— BEGIN Dataset extract —
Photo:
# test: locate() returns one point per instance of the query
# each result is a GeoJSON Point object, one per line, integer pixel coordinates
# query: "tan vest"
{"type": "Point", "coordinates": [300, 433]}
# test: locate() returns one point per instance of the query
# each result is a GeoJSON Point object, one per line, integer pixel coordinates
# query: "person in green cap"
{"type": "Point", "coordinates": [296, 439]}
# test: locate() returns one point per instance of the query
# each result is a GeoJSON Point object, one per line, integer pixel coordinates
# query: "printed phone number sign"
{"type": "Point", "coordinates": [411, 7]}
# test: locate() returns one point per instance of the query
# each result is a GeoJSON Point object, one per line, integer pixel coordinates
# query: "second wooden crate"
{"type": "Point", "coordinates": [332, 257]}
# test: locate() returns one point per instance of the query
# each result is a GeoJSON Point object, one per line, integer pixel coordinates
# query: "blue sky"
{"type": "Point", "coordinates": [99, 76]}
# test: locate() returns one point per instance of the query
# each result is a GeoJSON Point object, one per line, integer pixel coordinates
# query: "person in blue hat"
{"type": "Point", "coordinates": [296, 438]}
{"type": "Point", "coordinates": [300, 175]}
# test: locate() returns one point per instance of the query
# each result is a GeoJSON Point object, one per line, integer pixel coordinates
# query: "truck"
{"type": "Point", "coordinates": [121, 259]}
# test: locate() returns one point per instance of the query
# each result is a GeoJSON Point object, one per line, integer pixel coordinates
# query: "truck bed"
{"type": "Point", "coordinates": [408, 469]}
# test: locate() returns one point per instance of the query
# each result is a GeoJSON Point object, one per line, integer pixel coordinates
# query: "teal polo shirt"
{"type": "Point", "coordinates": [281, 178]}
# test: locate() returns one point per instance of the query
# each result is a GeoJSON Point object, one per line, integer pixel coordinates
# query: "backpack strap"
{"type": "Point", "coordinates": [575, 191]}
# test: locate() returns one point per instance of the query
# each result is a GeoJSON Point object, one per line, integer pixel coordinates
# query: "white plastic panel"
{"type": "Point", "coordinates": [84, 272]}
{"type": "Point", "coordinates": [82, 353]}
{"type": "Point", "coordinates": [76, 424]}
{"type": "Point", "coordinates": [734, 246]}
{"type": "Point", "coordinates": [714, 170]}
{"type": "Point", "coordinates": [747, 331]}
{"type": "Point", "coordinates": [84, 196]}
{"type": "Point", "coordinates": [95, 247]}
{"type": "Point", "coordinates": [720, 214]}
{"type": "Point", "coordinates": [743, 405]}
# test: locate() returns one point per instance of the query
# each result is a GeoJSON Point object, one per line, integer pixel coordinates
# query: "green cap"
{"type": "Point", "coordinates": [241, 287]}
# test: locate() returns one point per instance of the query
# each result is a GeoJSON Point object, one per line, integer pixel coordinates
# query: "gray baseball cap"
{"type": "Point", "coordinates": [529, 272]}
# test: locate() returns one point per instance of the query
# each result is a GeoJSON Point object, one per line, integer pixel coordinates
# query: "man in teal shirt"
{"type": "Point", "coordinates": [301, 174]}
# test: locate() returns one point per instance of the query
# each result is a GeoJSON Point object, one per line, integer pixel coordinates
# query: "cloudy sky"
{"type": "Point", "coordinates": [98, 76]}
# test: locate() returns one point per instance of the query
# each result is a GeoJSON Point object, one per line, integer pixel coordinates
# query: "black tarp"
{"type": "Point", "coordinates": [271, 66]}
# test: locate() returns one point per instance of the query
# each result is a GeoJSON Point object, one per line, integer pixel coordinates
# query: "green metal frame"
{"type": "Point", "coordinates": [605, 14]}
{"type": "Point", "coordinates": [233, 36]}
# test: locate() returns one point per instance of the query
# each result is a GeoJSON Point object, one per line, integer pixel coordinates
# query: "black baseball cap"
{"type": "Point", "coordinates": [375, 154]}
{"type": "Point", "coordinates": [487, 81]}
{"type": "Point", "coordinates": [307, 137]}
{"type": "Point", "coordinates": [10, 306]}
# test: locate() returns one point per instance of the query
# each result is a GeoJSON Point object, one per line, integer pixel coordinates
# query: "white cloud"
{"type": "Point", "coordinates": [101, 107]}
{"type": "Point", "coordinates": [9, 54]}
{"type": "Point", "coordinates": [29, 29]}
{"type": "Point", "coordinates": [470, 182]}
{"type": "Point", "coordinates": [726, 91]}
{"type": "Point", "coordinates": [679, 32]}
— END Dataset extract —
# Task directions
Your task is to quote the listing above word for word.

# Finished answer
Photo:
# test: locate() returns one point per instance of the query
# each result is a GeoJSON Point object, one per line, integer pixel coordinates
# query: "tan vest"
{"type": "Point", "coordinates": [300, 433]}
# test: locate() returns one point per instance of the query
# each result is a GeoJSON Point object, one per line, integer pixel coordinates
# query: "person in green cap"
{"type": "Point", "coordinates": [296, 439]}
# test: locate() returns one point per instance of the query
# each result is a GeoJSON Point object, one per line, integer pixel coordinates
# query: "printed phone number sign"
{"type": "Point", "coordinates": [411, 7]}
# test: locate() returns one point per instance of the query
# each result is a GeoJSON Point object, one per line, integer pixel coordinates
# query: "second wooden crate"
{"type": "Point", "coordinates": [332, 257]}
# test: locate() returns one point per instance of the query
# each result is a GeoJSON Point object, one per line, integer pixel coordinates
# query: "blue sky"
{"type": "Point", "coordinates": [99, 76]}
# test: locate() returns one point per instance of the query
# each result is a GeoJSON Point object, one per line, integer pixel coordinates
# query: "person in blue hat"
{"type": "Point", "coordinates": [296, 438]}
{"type": "Point", "coordinates": [300, 175]}
# test: locate() returns one point per instance of the query
# each result is a GeoJSON Point object, one per line, integer pixel coordinates
# query: "truck"
{"type": "Point", "coordinates": [121, 259]}
# test: locate() returns one point per instance of the query
# each result is a GeoJSON Point object, one per line, integer pixel coordinates
# query: "truck bed"
{"type": "Point", "coordinates": [408, 469]}
# test: locate() returns one point per instance of the query
# each result is a GeoJSON Point object, one per line, integer pixel coordinates
# query: "teal polo shirt"
{"type": "Point", "coordinates": [281, 178]}
# test: locate() returns one point per instance of the query
# each result is a GeoJSON Point object, one per line, integer pixel coordinates
# query: "backpack strap"
{"type": "Point", "coordinates": [575, 191]}
# test: locate() returns one point per instance of the query
# each result is a GeoJSON Point object, one per line, integer pixel coordinates
# query: "white plastic panel"
{"type": "Point", "coordinates": [84, 272]}
{"type": "Point", "coordinates": [82, 353]}
{"type": "Point", "coordinates": [76, 424]}
{"type": "Point", "coordinates": [734, 246]}
{"type": "Point", "coordinates": [714, 170]}
{"type": "Point", "coordinates": [747, 331]}
{"type": "Point", "coordinates": [84, 196]}
{"type": "Point", "coordinates": [95, 247]}
{"type": "Point", "coordinates": [720, 214]}
{"type": "Point", "coordinates": [743, 405]}
# test: locate() returns one point per instance of the query
# each result is a GeoJSON Point object, one per line, integer pixel coordinates
# query: "green cap"
{"type": "Point", "coordinates": [241, 287]}
# test: locate() returns one point per instance of the query
# each result is a GeoJSON Point object, one per line, integer pixel coordinates
# query: "gray baseball cap"
{"type": "Point", "coordinates": [529, 272]}
# test: locate() returns one point per instance of the query
# each result is a GeoJSON Point object, one per line, integer pixel coordinates
# query: "man in teal shirt"
{"type": "Point", "coordinates": [301, 174]}
# test: locate() returns one point per instance of the query
# each result is a GeoJSON Point object, one per line, integer pixel coordinates
# query: "cloudy sky"
{"type": "Point", "coordinates": [98, 76]}
# test: locate() returns one point per instance of the query
# each result is a GeoJSON Point object, one per line, integer pixel coordinates
# query: "black tarp"
{"type": "Point", "coordinates": [271, 66]}
# test: locate() returns one point per instance of the query
# each result is a GeoJSON Point object, one per line, integer pixel coordinates
# query: "green metal frame"
{"type": "Point", "coordinates": [605, 14]}
{"type": "Point", "coordinates": [233, 36]}
# test: locate() returns one point per instance of the query
# each result is a GeoJSON Point object, one per line, integer pixel coordinates
# query: "black baseball cap"
{"type": "Point", "coordinates": [375, 154]}
{"type": "Point", "coordinates": [487, 81]}
{"type": "Point", "coordinates": [307, 137]}
{"type": "Point", "coordinates": [10, 306]}
# test: locate() returns one point per instance of the query
# each result is a GeoJSON Point object, one per line, integer pixel coordinates
# query: "white cloud"
{"type": "Point", "coordinates": [101, 107]}
{"type": "Point", "coordinates": [9, 54]}
{"type": "Point", "coordinates": [29, 29]}
{"type": "Point", "coordinates": [470, 182]}
{"type": "Point", "coordinates": [726, 91]}
{"type": "Point", "coordinates": [679, 32]}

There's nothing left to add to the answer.